» **GOAL**
Locate every line in the data below that contains the string "thin" and copy each of those lines. Treat uppercase and lowercase as different.

►

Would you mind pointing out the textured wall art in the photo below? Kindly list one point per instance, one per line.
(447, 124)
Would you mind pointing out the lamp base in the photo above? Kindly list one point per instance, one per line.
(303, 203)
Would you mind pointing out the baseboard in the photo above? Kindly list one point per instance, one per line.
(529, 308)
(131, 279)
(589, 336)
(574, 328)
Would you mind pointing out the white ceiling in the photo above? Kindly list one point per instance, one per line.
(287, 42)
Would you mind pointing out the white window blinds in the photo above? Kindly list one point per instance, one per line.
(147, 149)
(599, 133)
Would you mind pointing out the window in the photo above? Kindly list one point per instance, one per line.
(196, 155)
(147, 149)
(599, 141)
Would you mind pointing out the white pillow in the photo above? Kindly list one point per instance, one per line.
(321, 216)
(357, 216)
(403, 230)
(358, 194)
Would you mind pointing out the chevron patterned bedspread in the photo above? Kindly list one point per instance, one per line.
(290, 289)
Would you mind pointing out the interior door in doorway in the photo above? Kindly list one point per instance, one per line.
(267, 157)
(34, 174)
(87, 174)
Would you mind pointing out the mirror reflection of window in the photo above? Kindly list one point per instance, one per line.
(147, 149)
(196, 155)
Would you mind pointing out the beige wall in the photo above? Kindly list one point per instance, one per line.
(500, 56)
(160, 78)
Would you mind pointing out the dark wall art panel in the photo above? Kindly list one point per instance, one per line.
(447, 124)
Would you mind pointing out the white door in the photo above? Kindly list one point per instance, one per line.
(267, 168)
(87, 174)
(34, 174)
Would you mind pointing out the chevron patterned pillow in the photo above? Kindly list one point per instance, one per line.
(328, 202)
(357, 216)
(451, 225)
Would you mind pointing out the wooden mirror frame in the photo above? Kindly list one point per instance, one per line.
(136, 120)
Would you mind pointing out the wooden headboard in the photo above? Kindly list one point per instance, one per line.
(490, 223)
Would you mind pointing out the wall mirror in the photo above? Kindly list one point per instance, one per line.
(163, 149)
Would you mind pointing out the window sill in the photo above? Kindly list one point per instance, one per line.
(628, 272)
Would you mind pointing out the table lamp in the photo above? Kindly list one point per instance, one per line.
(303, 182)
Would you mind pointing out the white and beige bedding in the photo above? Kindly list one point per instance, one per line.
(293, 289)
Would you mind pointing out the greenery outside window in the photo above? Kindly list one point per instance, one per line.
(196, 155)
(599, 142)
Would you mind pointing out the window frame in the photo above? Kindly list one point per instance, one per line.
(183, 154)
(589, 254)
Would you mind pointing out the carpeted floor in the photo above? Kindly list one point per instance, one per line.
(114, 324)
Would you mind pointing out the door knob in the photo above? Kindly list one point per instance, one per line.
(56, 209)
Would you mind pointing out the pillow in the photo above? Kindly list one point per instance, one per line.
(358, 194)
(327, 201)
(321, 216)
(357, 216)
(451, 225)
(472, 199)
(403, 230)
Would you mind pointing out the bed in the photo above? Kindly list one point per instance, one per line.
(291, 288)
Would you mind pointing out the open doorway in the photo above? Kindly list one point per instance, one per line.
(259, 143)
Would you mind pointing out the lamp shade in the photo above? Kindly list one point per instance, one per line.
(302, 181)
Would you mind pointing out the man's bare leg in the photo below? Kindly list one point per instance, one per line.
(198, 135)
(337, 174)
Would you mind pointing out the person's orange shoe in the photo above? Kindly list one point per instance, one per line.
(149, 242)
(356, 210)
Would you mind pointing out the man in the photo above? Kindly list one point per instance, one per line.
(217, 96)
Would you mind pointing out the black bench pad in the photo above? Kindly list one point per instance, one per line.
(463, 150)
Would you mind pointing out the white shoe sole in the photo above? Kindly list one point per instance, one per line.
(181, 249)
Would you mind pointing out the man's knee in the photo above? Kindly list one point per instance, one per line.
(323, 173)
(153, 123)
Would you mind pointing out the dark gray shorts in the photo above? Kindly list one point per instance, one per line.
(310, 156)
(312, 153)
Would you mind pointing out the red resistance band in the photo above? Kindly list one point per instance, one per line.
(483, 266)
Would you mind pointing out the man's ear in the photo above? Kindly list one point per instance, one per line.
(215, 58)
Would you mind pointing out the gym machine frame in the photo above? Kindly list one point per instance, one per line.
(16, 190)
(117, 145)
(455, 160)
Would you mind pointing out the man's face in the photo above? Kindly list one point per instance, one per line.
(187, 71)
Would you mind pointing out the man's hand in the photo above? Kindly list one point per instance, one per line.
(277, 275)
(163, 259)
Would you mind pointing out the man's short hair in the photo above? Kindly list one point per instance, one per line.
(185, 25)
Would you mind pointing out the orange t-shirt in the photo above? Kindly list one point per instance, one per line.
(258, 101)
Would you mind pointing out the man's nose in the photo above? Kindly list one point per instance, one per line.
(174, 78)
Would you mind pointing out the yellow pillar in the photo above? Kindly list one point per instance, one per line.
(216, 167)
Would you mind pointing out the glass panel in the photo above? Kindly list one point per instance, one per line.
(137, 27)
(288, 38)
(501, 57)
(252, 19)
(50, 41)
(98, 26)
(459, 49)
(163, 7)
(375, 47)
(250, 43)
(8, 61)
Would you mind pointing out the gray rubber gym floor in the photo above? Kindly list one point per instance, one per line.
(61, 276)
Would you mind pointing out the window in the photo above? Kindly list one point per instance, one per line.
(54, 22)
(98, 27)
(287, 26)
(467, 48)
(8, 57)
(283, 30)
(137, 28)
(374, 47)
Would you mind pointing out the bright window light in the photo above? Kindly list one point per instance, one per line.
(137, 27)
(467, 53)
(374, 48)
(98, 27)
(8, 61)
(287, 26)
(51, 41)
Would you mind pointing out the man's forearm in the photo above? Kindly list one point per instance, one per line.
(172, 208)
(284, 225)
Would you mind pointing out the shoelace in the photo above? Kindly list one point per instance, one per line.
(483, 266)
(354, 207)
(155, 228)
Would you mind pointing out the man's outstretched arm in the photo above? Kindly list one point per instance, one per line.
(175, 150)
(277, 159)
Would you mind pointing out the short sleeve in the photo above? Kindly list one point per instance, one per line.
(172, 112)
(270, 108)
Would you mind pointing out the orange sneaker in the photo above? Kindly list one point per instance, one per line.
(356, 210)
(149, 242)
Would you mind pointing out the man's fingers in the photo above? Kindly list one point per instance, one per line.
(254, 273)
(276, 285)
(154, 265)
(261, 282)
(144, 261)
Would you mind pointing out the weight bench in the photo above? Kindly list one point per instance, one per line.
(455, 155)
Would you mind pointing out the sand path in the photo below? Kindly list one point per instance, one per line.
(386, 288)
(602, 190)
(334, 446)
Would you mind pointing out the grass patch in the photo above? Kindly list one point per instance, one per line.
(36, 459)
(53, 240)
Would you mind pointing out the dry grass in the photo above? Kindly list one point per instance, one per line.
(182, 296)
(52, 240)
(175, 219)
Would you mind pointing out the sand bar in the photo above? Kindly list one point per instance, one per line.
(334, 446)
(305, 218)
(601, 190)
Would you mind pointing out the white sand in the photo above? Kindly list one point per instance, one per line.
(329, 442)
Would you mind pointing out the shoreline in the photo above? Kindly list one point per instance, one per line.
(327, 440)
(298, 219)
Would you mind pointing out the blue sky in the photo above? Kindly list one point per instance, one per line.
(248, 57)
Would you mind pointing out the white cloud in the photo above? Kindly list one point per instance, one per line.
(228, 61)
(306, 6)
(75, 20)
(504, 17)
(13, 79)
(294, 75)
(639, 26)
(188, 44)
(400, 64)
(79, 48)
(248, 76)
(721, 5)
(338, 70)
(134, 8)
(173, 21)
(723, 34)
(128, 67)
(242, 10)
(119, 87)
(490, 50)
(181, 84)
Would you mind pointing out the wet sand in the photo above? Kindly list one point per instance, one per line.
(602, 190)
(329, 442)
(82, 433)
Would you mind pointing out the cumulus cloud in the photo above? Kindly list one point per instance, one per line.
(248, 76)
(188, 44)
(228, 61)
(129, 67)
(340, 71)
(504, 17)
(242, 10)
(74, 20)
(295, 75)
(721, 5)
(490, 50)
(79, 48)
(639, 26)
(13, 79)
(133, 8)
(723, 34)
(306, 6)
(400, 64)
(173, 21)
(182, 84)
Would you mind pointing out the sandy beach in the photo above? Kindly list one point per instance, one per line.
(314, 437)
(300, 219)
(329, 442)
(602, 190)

◄
►

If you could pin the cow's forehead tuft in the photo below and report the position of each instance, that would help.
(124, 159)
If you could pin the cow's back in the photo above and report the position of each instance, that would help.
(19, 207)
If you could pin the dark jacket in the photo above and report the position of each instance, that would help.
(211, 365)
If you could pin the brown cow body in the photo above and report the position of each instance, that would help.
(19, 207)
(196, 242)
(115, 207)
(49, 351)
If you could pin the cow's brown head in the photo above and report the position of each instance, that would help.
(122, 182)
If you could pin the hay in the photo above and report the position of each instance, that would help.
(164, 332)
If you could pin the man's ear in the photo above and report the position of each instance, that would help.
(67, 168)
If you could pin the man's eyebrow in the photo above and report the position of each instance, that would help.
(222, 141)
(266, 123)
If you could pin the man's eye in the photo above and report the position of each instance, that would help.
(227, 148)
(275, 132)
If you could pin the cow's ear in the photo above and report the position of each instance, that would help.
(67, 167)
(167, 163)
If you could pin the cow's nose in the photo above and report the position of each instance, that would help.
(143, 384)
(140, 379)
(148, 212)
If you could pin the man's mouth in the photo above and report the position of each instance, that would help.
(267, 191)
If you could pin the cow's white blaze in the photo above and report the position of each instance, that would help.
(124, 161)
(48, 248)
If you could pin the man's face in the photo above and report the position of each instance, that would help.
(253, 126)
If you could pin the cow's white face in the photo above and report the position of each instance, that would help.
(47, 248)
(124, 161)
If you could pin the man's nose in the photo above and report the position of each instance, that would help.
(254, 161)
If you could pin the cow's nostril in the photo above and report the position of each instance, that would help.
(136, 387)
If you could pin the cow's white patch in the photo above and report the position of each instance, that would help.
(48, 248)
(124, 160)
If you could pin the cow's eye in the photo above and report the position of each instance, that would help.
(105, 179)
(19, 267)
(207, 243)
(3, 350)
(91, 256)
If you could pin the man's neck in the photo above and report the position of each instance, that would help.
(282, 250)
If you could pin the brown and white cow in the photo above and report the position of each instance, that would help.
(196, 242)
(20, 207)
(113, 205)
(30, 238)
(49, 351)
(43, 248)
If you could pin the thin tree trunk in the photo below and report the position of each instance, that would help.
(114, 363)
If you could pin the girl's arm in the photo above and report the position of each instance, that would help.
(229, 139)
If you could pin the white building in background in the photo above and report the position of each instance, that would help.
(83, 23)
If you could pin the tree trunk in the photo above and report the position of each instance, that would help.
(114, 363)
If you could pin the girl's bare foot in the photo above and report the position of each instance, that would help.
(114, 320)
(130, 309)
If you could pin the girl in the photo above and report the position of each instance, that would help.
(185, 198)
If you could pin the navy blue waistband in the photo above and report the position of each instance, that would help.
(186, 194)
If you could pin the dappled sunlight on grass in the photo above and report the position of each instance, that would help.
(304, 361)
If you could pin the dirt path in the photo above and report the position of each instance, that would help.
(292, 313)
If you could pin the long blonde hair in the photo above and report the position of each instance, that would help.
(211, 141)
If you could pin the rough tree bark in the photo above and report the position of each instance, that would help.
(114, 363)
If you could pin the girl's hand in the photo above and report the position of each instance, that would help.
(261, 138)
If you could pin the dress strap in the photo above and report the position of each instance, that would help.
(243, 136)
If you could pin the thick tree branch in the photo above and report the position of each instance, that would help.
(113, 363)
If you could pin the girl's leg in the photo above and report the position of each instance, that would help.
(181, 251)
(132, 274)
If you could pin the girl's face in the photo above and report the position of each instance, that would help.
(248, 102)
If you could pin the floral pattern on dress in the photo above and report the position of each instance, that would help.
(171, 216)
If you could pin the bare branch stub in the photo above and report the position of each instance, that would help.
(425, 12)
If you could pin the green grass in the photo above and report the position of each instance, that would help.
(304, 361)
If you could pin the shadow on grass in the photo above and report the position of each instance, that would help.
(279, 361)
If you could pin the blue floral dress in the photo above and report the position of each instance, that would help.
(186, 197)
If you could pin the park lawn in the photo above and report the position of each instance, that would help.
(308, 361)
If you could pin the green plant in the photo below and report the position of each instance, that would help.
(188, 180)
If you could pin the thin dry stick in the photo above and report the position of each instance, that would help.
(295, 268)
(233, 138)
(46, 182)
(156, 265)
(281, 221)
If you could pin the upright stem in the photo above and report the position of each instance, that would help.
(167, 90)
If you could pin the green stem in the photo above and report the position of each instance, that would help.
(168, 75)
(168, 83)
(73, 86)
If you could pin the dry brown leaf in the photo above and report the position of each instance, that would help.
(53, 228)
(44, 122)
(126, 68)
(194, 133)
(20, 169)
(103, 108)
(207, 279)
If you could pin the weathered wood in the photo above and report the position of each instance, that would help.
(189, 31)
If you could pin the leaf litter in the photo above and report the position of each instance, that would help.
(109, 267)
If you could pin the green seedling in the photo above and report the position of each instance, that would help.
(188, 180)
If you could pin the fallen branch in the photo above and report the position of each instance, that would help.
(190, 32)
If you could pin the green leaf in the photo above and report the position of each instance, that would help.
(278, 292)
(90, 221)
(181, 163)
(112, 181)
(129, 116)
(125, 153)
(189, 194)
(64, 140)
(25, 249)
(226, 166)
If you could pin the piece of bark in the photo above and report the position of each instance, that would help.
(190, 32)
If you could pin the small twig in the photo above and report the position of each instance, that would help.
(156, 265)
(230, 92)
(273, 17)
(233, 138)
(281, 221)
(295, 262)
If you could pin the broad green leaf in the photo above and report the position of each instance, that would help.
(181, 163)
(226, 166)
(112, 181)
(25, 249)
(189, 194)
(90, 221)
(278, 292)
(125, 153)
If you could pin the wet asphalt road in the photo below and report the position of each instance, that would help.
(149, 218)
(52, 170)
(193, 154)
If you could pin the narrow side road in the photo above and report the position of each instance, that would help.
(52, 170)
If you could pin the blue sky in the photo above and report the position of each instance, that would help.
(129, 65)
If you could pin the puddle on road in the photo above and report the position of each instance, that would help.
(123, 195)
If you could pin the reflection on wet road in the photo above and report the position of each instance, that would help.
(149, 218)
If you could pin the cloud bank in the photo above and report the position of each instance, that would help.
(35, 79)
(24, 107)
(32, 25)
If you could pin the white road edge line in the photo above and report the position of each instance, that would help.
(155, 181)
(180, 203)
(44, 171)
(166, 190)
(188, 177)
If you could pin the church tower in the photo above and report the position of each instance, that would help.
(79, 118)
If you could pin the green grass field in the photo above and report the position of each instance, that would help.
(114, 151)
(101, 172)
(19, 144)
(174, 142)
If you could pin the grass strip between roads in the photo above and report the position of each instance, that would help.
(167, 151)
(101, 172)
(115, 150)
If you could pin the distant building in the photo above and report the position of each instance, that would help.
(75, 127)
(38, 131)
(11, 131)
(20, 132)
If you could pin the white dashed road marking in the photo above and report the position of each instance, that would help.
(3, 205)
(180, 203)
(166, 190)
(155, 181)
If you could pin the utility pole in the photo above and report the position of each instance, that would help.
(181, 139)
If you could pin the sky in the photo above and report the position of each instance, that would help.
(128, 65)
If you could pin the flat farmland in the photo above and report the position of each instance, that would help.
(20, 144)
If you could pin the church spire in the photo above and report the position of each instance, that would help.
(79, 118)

◄
►

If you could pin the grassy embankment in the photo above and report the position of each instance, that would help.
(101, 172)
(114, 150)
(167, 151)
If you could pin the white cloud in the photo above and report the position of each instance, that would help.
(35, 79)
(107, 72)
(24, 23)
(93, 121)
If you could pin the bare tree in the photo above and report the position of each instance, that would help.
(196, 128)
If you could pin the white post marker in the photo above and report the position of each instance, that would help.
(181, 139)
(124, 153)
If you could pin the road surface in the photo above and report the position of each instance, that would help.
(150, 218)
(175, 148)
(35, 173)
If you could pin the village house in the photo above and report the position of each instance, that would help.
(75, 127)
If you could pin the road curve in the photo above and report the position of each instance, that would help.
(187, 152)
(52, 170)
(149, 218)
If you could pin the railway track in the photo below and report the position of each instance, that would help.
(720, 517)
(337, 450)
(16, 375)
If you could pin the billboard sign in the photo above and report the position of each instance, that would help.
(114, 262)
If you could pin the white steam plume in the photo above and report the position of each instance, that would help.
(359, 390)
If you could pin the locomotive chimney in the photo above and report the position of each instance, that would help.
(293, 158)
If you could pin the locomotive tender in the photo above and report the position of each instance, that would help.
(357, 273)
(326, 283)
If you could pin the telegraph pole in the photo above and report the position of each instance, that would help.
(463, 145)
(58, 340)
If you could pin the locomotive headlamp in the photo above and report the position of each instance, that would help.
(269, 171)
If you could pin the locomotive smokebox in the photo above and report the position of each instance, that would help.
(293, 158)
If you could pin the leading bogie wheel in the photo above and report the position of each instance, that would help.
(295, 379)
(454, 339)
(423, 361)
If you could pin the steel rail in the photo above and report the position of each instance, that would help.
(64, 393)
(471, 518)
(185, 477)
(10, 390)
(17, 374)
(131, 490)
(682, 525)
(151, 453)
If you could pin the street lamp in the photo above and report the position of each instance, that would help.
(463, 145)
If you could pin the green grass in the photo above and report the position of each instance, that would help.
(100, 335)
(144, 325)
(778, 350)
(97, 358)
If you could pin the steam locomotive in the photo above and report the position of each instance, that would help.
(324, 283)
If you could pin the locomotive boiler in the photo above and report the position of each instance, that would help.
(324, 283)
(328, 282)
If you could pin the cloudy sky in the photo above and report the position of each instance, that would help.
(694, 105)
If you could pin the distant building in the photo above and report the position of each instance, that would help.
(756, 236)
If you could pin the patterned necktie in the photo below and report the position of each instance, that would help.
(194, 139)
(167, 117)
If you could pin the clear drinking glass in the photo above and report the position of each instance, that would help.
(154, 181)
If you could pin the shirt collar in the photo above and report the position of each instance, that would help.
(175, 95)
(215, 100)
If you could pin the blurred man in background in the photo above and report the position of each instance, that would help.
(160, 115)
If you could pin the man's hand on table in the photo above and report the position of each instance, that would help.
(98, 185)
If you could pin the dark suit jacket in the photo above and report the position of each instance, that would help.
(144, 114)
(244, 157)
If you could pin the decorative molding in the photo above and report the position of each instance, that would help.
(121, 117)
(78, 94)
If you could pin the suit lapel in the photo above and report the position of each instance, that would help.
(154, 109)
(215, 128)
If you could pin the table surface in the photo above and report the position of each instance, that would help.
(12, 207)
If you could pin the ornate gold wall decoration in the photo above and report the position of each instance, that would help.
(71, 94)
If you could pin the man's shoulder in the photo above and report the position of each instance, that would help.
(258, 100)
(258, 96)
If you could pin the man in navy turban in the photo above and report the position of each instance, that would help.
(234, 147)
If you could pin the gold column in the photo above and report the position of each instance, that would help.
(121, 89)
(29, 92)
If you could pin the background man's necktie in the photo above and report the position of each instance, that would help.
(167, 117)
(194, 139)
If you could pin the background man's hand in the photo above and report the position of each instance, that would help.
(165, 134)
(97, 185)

◄

» **TASK RESULT**
If you could pin the thin tree trunk in the photo below and report the position of each instance, that would help.
If you could pin the thin dry stick in the photo above and report the position of each instance, that would help.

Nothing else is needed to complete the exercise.